* [Work to complete]:
The data shown below should all be retyped exactly.

Saved entries
....................

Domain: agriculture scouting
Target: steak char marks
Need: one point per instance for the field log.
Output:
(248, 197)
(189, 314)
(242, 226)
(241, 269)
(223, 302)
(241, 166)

....................

* [Task response]:
Domain: agriculture scouting
Target: steak char marks
Need: one point per instance for the field log.
Output:
(248, 197)
(189, 314)
(242, 226)
(241, 269)
(223, 302)
(241, 166)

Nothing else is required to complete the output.